* START *

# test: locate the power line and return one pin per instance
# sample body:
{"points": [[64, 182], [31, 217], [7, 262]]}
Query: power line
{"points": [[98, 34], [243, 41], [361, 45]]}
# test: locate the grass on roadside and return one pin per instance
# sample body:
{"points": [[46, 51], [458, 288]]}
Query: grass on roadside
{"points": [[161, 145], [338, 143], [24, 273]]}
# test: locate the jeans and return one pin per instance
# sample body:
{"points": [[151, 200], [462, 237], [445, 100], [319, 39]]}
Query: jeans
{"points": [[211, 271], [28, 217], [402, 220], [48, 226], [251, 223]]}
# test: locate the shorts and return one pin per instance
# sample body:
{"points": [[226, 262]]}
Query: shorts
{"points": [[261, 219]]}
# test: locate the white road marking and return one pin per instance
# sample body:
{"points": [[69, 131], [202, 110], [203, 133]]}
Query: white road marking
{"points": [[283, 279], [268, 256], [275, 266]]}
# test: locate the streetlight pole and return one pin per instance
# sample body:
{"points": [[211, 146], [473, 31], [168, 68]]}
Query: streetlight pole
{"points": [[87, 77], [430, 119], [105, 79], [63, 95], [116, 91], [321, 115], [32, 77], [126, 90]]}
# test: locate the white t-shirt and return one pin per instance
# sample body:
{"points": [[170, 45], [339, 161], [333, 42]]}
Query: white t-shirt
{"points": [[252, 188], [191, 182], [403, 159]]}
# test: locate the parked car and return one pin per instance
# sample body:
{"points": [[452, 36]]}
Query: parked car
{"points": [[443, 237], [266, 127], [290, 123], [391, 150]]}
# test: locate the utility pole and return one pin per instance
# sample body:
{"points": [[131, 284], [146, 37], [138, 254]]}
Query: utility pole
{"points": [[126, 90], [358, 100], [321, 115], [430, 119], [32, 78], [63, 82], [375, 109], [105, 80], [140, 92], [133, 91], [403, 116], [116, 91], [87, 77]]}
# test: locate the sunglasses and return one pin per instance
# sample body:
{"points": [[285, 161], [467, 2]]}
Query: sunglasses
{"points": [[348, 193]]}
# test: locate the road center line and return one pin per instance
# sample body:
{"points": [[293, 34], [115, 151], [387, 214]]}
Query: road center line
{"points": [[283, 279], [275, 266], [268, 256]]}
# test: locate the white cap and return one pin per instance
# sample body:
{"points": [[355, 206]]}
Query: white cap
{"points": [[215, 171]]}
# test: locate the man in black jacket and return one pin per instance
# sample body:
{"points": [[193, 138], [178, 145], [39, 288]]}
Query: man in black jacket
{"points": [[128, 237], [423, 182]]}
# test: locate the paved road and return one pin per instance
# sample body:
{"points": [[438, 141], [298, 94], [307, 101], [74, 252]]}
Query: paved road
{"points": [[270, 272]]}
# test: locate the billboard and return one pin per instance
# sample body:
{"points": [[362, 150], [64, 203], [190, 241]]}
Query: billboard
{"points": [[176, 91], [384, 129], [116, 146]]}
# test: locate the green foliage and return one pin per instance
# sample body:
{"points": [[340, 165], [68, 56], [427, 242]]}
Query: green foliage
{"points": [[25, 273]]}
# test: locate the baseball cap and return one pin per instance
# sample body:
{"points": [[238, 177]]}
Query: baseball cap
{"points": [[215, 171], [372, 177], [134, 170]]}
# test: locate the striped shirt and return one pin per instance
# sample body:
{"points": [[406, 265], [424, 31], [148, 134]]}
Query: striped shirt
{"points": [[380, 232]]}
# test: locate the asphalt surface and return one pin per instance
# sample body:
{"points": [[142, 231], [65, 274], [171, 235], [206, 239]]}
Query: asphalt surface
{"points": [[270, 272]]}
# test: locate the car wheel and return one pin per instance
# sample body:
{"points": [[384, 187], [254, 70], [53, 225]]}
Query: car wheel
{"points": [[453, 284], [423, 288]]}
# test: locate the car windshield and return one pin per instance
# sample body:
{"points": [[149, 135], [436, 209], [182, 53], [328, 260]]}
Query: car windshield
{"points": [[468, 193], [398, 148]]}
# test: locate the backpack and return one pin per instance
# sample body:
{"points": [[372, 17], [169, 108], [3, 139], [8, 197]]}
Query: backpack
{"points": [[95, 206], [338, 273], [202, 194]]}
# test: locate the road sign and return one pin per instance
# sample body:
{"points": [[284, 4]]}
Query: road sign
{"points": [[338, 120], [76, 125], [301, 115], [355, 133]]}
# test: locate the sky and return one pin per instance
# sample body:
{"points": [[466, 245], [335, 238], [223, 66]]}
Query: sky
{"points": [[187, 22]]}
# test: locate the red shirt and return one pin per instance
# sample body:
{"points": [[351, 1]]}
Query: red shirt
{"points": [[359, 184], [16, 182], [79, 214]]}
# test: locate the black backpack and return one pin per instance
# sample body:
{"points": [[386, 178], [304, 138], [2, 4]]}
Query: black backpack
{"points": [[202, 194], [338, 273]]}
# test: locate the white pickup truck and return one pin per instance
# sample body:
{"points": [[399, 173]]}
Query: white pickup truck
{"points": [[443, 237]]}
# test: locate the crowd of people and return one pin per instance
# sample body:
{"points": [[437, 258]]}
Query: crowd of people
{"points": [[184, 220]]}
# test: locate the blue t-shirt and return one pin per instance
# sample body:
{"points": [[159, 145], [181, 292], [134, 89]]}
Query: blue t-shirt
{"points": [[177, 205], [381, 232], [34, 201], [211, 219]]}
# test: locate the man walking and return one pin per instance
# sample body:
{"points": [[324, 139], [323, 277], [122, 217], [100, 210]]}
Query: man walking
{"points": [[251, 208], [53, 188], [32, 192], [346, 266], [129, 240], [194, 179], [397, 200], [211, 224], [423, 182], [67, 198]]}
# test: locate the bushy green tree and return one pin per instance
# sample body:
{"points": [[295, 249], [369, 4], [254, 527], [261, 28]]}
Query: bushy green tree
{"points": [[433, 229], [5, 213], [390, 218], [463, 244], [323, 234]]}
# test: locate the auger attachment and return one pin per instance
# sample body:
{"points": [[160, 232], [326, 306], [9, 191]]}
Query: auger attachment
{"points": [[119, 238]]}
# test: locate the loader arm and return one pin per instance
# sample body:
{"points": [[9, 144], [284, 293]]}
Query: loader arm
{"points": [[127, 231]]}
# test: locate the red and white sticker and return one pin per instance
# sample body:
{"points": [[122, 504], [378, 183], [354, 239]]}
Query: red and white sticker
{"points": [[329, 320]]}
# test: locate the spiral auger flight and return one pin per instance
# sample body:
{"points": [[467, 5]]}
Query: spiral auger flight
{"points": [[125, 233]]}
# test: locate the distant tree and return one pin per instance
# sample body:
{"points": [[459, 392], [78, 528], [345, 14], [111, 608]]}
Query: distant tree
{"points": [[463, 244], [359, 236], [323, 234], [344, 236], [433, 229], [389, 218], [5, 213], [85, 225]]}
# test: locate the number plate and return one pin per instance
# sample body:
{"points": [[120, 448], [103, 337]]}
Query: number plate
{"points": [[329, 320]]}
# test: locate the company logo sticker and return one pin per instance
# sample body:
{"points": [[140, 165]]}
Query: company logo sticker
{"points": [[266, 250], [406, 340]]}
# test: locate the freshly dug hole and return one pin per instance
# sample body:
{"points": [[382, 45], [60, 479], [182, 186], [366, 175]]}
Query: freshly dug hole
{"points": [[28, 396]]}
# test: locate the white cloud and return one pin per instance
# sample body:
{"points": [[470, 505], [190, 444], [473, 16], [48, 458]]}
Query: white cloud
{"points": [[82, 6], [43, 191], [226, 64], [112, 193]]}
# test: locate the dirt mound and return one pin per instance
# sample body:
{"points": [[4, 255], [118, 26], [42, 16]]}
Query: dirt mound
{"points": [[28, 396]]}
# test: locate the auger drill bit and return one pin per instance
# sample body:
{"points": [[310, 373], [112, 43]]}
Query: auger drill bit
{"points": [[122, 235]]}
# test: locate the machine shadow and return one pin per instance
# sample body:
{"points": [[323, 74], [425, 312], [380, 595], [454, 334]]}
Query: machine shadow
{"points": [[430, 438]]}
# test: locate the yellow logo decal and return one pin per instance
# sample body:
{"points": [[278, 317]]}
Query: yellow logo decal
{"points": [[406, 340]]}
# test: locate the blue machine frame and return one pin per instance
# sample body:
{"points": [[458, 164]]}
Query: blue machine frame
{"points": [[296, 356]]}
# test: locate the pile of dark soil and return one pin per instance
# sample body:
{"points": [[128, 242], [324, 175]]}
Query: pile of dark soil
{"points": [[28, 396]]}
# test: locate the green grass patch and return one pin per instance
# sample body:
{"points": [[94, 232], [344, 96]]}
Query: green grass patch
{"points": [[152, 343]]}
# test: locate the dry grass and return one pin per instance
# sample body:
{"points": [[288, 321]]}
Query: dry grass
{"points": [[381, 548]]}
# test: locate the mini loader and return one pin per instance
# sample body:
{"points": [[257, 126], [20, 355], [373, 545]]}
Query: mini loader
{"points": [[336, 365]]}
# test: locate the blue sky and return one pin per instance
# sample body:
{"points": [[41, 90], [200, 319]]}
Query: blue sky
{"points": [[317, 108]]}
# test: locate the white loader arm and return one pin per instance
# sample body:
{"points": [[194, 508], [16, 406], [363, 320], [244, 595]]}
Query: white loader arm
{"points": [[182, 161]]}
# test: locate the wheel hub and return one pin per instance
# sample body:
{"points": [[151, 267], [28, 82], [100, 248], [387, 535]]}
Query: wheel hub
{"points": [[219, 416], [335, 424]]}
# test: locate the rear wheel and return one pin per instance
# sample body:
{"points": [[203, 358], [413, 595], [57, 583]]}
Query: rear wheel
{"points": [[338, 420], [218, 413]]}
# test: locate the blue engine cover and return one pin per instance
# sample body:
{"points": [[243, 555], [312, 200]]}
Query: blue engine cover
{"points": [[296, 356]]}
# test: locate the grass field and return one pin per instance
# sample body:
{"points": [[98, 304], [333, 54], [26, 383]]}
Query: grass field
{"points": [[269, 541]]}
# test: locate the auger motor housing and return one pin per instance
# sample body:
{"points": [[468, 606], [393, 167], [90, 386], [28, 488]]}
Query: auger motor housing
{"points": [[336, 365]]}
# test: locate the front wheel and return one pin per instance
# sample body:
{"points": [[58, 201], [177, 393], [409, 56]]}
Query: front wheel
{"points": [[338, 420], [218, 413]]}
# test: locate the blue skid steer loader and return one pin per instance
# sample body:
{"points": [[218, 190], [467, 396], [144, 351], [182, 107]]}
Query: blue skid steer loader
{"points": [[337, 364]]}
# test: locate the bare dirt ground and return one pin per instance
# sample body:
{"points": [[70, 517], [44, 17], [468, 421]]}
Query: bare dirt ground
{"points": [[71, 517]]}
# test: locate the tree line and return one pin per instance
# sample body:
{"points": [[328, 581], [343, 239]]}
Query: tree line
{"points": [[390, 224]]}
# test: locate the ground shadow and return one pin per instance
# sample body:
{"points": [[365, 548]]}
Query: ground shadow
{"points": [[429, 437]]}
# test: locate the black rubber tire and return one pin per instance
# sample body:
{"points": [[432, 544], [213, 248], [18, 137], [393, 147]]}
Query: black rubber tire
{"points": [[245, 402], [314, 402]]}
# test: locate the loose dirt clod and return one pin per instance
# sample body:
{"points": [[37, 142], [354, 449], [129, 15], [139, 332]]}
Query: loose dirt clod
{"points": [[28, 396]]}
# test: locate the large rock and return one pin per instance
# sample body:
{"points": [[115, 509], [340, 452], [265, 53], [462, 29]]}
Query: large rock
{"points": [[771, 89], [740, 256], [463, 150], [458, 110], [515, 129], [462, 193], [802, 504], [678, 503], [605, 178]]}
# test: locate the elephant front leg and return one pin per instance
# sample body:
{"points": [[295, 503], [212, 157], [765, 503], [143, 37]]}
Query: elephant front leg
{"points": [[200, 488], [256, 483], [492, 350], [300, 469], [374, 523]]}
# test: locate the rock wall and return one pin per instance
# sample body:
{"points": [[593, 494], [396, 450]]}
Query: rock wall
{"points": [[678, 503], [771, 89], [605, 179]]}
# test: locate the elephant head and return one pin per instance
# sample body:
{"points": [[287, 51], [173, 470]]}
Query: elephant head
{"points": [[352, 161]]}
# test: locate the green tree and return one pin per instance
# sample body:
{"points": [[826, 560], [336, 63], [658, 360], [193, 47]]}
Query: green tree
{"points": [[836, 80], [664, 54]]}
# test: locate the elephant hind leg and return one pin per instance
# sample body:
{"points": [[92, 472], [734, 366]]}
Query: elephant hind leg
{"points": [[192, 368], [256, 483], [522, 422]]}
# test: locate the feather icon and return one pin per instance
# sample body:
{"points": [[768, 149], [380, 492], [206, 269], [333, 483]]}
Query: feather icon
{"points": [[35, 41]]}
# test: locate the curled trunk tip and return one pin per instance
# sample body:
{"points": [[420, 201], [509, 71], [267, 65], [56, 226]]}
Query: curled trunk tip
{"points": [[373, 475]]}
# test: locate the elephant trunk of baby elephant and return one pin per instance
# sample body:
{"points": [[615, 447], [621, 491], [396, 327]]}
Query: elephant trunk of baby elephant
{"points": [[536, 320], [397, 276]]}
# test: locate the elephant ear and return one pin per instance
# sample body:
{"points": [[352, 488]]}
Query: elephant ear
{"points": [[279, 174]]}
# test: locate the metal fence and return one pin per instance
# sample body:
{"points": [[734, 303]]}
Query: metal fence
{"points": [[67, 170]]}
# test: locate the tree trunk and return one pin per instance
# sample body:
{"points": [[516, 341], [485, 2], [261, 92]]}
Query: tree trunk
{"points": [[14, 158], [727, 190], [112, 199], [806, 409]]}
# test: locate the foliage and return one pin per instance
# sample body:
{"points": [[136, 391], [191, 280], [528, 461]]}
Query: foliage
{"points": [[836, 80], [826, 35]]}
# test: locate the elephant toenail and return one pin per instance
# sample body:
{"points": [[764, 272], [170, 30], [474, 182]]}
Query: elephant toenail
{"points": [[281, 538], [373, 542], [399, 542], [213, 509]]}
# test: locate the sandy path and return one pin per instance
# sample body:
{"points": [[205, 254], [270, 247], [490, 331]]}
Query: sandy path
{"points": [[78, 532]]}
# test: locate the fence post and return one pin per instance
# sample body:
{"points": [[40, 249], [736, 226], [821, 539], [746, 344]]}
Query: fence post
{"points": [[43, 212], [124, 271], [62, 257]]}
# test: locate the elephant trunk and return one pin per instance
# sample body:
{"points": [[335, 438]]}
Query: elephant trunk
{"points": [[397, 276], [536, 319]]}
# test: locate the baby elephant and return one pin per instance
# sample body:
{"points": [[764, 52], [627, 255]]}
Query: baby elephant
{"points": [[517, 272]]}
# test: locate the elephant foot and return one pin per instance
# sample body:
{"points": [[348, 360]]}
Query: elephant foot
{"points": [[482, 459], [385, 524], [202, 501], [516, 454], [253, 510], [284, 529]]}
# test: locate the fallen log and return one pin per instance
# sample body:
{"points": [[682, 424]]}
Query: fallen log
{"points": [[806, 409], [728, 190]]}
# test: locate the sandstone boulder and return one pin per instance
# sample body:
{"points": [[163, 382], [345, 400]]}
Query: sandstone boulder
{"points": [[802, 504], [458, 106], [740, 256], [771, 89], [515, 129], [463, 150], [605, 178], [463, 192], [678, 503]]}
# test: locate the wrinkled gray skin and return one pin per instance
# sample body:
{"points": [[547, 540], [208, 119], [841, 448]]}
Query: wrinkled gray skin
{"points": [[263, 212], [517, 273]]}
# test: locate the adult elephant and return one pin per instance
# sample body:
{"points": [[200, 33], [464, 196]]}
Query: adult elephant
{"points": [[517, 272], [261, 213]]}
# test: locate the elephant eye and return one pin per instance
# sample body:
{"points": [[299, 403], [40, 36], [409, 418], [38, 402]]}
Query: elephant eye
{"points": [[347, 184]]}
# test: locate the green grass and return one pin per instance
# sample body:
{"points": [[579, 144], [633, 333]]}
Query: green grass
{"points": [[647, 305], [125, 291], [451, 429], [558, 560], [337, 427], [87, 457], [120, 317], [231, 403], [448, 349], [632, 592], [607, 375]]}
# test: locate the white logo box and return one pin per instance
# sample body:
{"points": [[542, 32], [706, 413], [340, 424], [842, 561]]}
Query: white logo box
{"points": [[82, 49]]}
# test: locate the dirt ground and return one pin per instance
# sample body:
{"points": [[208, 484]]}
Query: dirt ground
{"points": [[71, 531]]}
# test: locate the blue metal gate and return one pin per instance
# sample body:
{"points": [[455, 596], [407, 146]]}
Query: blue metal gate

* END *

▶ [Short task] Beginning at the line that contains "# test: locate the green grass and", retype each line of the listing up to and including the last one, exactly as it stands, and nothing else.

▶ [Answer]
# test: locate the green grass and return one pin per instance
# sample body:
{"points": [[579, 144], [633, 333]]}
Query: green grass
{"points": [[647, 305], [125, 291], [451, 429], [558, 560], [337, 427], [87, 457], [120, 317], [231, 403], [448, 349], [632, 592], [607, 375]]}
# test: locate the white logo box and return one pin per instance
# sample body:
{"points": [[542, 32], [706, 413], [340, 424], [842, 561]]}
Query: white logo box
{"points": [[82, 49]]}
# test: locate the dirt ground and return one pin per instance
# sample body:
{"points": [[208, 484]]}
Query: dirt ground
{"points": [[71, 531]]}
# test: locate the blue metal gate and return one pin per instance
# sample body:
{"points": [[455, 596], [407, 146]]}
Query: blue metal gate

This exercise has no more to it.